EXTRACTED INFORMATION Start Marker

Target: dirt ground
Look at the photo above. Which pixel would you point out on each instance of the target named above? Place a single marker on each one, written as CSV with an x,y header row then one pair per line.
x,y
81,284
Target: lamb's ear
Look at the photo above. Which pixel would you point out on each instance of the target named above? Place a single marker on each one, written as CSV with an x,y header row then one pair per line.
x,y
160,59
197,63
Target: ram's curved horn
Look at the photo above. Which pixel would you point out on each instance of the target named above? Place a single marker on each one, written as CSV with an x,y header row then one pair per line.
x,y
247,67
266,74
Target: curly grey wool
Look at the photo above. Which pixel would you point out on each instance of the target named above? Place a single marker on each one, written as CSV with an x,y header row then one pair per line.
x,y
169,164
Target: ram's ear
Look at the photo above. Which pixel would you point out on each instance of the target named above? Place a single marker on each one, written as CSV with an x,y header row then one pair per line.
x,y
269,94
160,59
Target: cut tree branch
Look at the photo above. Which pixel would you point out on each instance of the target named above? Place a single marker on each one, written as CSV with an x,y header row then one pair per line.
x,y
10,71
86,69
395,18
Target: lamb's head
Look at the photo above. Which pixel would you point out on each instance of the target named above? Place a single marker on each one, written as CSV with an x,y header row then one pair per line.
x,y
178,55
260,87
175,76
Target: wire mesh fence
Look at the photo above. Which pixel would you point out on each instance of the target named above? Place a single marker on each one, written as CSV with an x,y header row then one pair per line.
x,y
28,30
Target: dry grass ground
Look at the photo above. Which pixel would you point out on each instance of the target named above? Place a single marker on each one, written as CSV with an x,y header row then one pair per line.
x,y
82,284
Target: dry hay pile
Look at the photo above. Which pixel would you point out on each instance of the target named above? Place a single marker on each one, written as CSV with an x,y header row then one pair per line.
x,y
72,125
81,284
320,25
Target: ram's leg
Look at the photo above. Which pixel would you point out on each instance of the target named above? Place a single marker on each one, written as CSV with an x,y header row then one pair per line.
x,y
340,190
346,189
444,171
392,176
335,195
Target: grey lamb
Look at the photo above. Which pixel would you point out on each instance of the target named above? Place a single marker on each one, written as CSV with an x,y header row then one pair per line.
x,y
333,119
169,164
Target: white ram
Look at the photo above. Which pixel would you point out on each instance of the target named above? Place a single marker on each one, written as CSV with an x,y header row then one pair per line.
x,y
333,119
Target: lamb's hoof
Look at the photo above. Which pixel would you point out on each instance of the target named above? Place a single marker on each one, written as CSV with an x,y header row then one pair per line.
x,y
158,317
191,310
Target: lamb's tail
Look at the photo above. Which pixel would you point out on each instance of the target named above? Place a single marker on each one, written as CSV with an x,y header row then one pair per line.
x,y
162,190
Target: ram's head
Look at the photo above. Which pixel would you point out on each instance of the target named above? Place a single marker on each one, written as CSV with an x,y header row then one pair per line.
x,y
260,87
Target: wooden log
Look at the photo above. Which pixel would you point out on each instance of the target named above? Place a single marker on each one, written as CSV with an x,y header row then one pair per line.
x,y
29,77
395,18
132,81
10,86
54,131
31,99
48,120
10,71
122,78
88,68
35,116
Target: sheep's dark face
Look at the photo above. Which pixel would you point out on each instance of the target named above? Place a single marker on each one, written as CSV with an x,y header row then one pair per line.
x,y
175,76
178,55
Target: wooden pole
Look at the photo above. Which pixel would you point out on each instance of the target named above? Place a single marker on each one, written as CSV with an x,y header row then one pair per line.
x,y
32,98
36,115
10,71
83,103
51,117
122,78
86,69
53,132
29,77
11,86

EXTRACTED INFORMATION End Marker

> ACTIVITY: Retype all of the entries exactly, please.

> TASK RESPONSE:
Target: dirt ground
Look at the photo above. Which pixel would you point out on each instance of the target named above? Place a single marker on each one, written as CSV with an x,y header row then one pair per line.
x,y
81,284
Target: lamb's ear
Look at the photo above. Which pixel would you point out on each instance of the target named above? Place a single marker on each one, written as CSV with an x,y header row then one pair per line.
x,y
160,59
197,63
Target: ram's curved horn
Look at the photo above. Which pixel would you point out on each instance of the target named above? Place a single marker on each one, written as CSV with an x,y header row then one pair per line.
x,y
247,67
266,74
Target: curly grey wool
Look at the photo above. Which pixel would you point out on each instance of the target named above? Place a single marker on each one, written as CSV with an x,y header row then one pair per line.
x,y
169,164
Target: ram's ear
Look at the photo above. Which pixel would you point out on each instance of the target named above? Place a single marker on each one, written as CSV with an x,y header row then one pair per line.
x,y
269,94
160,59
Target: cut tree branch
Look at the photo above. Which pixel would you point out on each instance of the target named above? Place a single marker on each one, written as CSV with an x,y header row then one pair per line.
x,y
10,71
86,69
395,18
Target: lamb's head
Look at the photo above. Which pixel would you point out on each instance of the target named above? Place a single marker on each one, written as CSV with an x,y header row then one pair per line.
x,y
178,55
260,87
175,76
Target: wire mesh fence
Look at the photo above. Which pixel would you point out on each instance of the target named above? Place a single marker on each one, written as CSV with an x,y header row then one pair per line.
x,y
28,30
Target: dry grass ground
Look at the photo above. Which pixel would you point out on each instance of the target named above? Place a single marker on each one, written as CSV with an x,y header row then one pair per line.
x,y
82,284
Target: dry hay pile
Look at the photo above. Which pixel would you point out on each instance of the target named above? Place a single marker on each one, written as CSV with an x,y header row then one pair per line.
x,y
72,125
81,284
320,25
Target: ram's leg
Look at the photo above. Which pixel would you point out on each instance of the target named above? Place a single marker on each one, written as CSV with an x,y header row then one pair per line.
x,y
340,190
346,189
444,171
392,176
335,195
Target: grey lamb
Look at the photo above. Which pixel would you point out on each instance of the target named above? Place a single marker on each one, written as CSV with an x,y header row then one pair per line.
x,y
333,119
169,164
Target: white ram
Look at the photo above. Which pixel would you point out on each instance of the target named above? Place a single marker on each one, written as CSV with an x,y header row then one pair per line.
x,y
333,119
Target: lamb's hoof
Look at the photo above. Which pixel would you point out on each instance of the target named above? Place a single marker on each one, written as CSV with an x,y header row then one pair per line.
x,y
158,317
191,310
Target: lamb's tail
Look at the photo above. Which pixel would you point out on each instance of the target named above? Place a single marker on each one, written as CSV with an x,y header row then one pair per line.
x,y
162,190
Target: ram's head
Look at the photo above. Which pixel would you point out on each instance of the target named above? Place a single marker on each one, written as CSV with an x,y header row then one pair per line.
x,y
260,87
Target: wooden log
Look at the photo above. Which pixel would you point out on each instance of the target named above? Place a single marker on each one, written as CSV with an x,y header row then one pair per line.
x,y
29,77
395,18
132,81
10,86
54,131
31,99
48,120
10,71
122,78
88,68
35,116
Target: sheep's dark face
Look at the photo above. Which pixel would you point out on each instance of the target named above? Place a single marker on each one, written as CSV with an x,y header row then one pair per line.
x,y
175,76
178,55
Target: wooden pole
Look at the photo above. Which pixel would you point out on each instance of the target named above? Place a single marker on each one, written as CSV with an x,y header row then one pair per line.
x,y
32,98
36,115
10,71
83,103
51,117
122,78
86,69
53,132
29,77
11,86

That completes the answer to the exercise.